SOURCE:
+--

Hi ,alll,
i have a 36000 documents,and the document all transfer a vector , one doc is a
vector,and dimension is the same,so have DataSet
------------------------
val data :DataSet[(String,SparseVector)]= ....//36000 record
val toData = data.collect()
val docSims = data.map{x=>
val fromId=x._1
val docsims = toData.filter{y=>y._1!=fromId}.map{y=>
val score =1- cosDisticnce(x._2,y._2)
(y._1,score)
}.toList.sortWith{(a,b)=>a._2>b._2}.take(20)
(fromId,docsims)
}
docSims.writeAsText(file)
.....
when run the job on yarn,it will get error ,the message is following:
java.lang.InterruptedException at
java.util.concurrent.locks.AbstractQueuedSynchronizer$ConditionObject.reportInterruptAfterWait(AbstractQueuedSynchronizer.java:2017)

+--

PROMPT:
Continue the forum post about the failing document-similarity job from the point where it stops.

MATERIAL SUPPLIED:
+--

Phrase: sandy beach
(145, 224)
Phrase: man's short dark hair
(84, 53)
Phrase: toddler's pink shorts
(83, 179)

+--

OUTPUT FOR THIS EXERCISE:
at
java.util.concurrent.locks.AbstractQueuedSynchronizer$ConditionObject.await(AbstractQueuedSynchronizer.java:2052)
at
java.util.concurrent.LinkedBlockingQueue.take(LinkedBlockingQueue.java:442)
at
org.apache.hadoop.yarn.client.api.async.impl.AMRMClientAsyncImpl$CallbackHandlerThread.run(AMRMClientAsyncImpl.java:274)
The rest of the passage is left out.